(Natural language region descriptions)
☆ ☆ ☆

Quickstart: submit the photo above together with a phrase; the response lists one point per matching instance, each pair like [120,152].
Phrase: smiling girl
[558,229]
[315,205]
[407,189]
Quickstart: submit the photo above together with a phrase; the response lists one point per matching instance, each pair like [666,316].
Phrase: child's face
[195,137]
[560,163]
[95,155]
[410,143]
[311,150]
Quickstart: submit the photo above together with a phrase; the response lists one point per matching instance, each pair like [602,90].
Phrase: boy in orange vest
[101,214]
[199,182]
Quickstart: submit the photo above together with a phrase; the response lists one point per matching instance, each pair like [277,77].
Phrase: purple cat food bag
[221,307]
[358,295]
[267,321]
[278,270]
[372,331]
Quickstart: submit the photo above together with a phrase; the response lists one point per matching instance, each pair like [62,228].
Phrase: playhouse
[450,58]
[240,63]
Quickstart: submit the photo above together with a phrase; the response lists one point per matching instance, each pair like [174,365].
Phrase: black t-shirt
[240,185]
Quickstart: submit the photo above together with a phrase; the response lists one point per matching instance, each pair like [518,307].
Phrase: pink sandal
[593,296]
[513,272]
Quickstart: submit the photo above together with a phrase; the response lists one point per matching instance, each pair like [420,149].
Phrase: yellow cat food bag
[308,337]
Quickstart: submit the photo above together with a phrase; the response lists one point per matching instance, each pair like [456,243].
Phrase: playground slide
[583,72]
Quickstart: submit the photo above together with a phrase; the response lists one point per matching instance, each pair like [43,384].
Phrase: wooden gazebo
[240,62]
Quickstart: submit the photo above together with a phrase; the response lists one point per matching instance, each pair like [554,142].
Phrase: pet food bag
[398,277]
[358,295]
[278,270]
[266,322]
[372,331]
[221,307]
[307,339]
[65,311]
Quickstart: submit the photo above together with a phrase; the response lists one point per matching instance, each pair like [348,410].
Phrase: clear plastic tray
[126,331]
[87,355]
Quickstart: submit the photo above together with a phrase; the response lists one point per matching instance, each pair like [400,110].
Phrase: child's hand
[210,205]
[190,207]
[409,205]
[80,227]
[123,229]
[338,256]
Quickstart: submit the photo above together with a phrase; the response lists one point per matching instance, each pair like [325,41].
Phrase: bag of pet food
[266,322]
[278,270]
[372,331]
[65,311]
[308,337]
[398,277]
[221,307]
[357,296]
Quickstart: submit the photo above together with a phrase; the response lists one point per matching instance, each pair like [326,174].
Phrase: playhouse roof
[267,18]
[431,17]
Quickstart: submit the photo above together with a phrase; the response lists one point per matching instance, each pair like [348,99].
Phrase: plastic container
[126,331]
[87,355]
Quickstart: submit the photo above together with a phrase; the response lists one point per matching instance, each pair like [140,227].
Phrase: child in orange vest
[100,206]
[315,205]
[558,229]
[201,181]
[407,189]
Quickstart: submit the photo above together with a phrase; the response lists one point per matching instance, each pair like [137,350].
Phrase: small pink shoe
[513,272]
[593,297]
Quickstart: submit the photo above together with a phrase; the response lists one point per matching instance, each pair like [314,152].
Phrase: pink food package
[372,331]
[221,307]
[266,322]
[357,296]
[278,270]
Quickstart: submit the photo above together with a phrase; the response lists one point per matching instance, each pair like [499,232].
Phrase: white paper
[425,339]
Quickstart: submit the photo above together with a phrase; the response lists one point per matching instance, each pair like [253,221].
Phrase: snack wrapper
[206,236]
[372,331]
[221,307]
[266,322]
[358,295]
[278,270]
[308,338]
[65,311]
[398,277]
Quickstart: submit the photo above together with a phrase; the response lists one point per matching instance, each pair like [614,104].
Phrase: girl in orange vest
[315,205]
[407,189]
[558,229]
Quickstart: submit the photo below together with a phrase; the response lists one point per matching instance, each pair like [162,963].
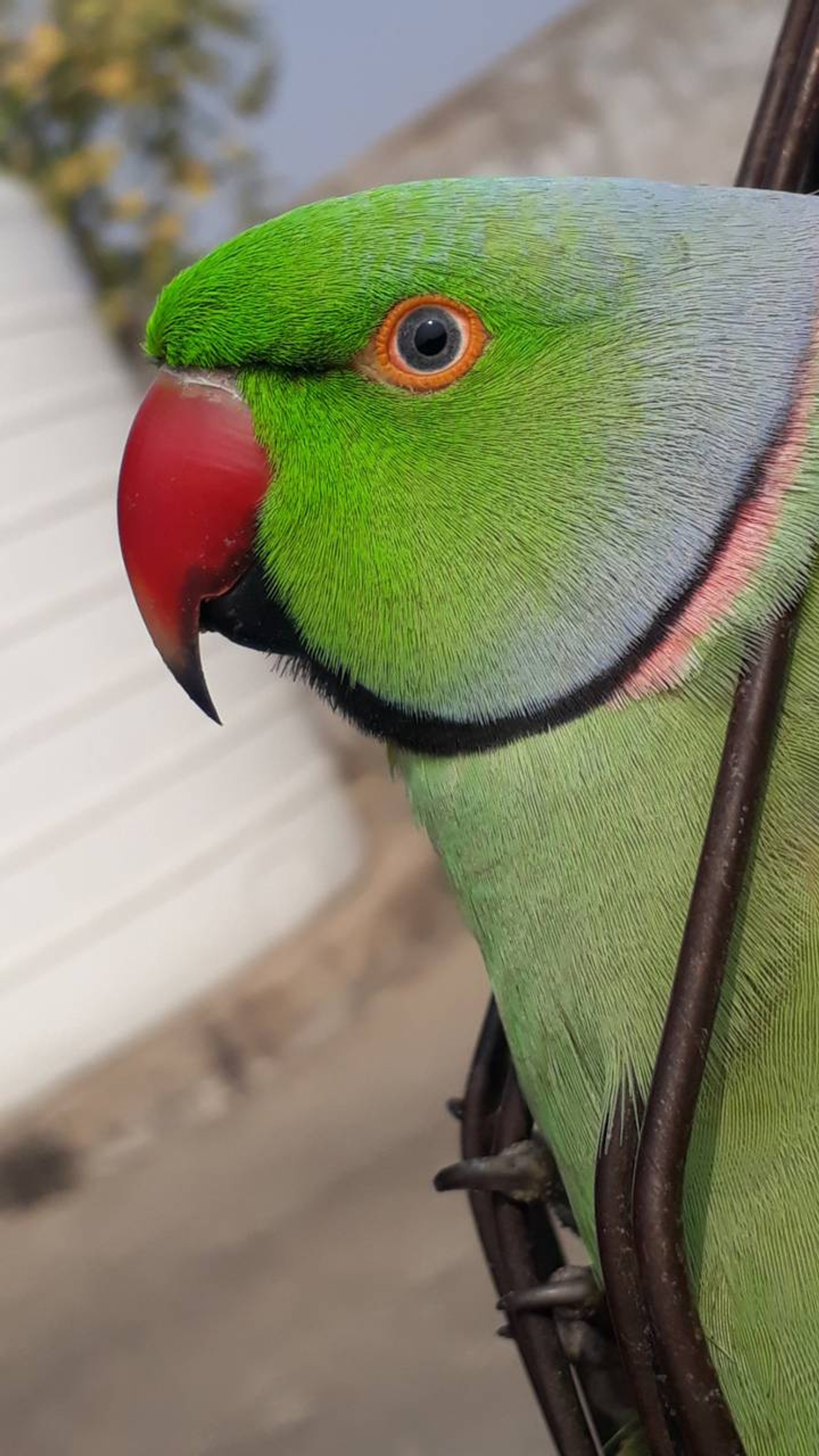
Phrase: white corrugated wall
[144,854]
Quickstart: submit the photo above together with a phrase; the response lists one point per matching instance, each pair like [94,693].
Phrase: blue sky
[354,69]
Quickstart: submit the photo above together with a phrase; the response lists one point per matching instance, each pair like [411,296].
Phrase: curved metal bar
[621,1277]
[783,152]
[780,155]
[529,1261]
[493,1117]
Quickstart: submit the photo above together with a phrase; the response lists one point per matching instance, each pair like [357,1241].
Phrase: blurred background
[233,991]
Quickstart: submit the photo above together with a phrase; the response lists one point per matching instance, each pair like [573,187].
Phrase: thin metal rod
[780,155]
[536,1334]
[783,152]
[621,1276]
[681,1060]
[495,1116]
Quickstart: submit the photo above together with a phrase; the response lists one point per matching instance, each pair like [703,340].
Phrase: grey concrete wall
[662,89]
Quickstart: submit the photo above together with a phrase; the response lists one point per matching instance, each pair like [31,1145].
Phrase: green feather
[492,561]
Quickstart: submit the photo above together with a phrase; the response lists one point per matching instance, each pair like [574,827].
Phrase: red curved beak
[191,484]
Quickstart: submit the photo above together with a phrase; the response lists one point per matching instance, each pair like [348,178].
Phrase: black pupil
[431,338]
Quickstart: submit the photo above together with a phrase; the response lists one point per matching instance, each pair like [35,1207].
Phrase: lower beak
[191,485]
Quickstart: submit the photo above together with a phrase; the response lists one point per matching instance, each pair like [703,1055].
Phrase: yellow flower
[115,80]
[82,169]
[46,47]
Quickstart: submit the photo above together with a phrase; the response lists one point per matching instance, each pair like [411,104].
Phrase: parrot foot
[524,1171]
[572,1289]
[575,1301]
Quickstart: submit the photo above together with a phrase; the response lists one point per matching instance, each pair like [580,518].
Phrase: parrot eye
[425,344]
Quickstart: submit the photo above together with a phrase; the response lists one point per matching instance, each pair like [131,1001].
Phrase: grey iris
[429,338]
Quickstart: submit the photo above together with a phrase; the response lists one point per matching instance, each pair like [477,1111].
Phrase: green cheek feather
[536,579]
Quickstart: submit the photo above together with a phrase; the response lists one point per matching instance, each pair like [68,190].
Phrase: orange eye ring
[450,331]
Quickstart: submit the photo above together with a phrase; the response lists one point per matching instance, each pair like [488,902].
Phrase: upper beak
[191,484]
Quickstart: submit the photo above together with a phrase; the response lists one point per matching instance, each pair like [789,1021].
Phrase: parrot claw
[526,1171]
[572,1291]
[575,1299]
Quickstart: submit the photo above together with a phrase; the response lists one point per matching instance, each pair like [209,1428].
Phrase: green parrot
[515,472]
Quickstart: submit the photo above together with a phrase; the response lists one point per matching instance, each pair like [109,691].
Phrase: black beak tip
[191,677]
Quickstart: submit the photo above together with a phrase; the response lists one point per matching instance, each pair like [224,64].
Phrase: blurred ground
[283,1280]
[252,1260]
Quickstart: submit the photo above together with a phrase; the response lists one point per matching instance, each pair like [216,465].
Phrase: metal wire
[639,1183]
[520,1251]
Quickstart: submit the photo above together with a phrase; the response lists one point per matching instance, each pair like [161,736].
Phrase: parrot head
[473,455]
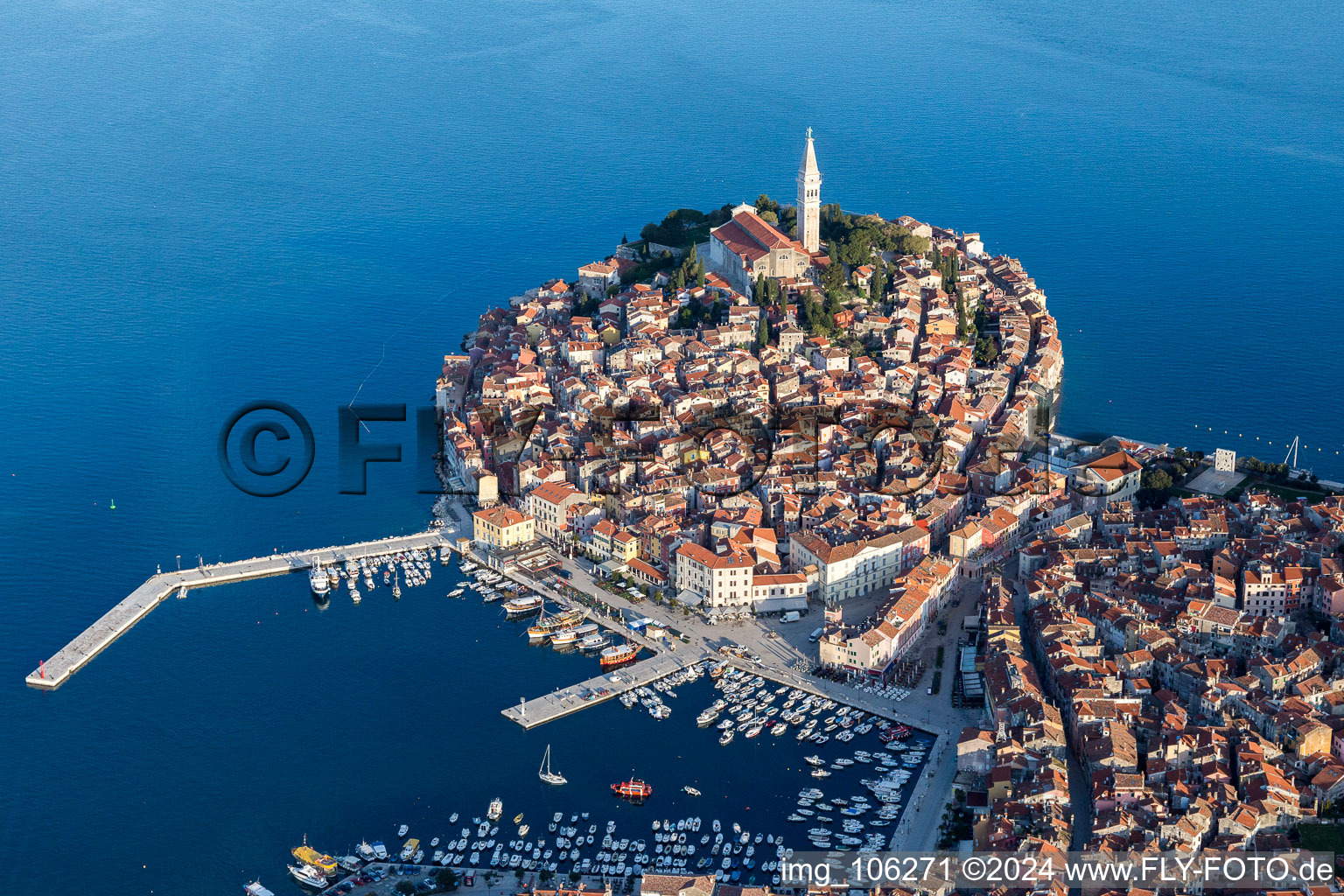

☆ ☆ ☆

## About this task
Please copy, word for word, every line from the first line of the records through the line containing "pair like [554,142].", with both of those lines included and nothing else.

## Exercise response
Quickstart: submit the photo above together with a phrase; the response lists one point per matching instance, each pair like [120,152].
Phrase: smiling girl
[558,229]
[315,205]
[407,189]
Quickstart: submit the photo above together with a phrase; the response lists one point per matching instance, each pair like [666,316].
Phrase: child's face
[195,137]
[560,163]
[95,155]
[410,143]
[311,150]
Quickstart: submit the photo above together with a phrase; the response lists one point per matching instance, each pair like [602,90].
Phrase: boy in orange vest
[101,214]
[199,182]
Quickstart: submit the photo above together with a phrase; the response lists one point per matching instance, each pair like [277,77].
Phrase: purple cat food bag
[221,307]
[358,295]
[267,321]
[278,270]
[372,331]
Quickstart: submit the photo above together with a phrase; the response lists one point per matching instance, each pair like [62,228].
Phrase: playhouse
[450,58]
[240,63]
Quickstart: submit the photo above together with a phrase; the response lists one point per matching instance, each pair like [174,365].
Phrase: black t-shirt
[240,185]
Quickstart: submit the photo above together with a phrase; the response lists one point per matching instance, each pair like [518,307].
Phrase: pink sandal
[593,296]
[513,272]
Quickstart: submit the photo above together with a phrase; the response lists one point per matching instance, each pair like [420,149].
Phrase: yellow cat food bag
[308,337]
Quickstart: submit the photo above together with a phrase; the response lists one point per matching instance, each pair like [456,243].
Phrase: playground slide
[583,72]
Quickstart: submit the photo above together with a phrase; the response lists one point per matching instance, each pair like [43,384].
Phrase: wooden gazebo
[240,62]
Quickstart: submit the photo above together with a phrase; the response lists one point per matching instance, each pair like [554,142].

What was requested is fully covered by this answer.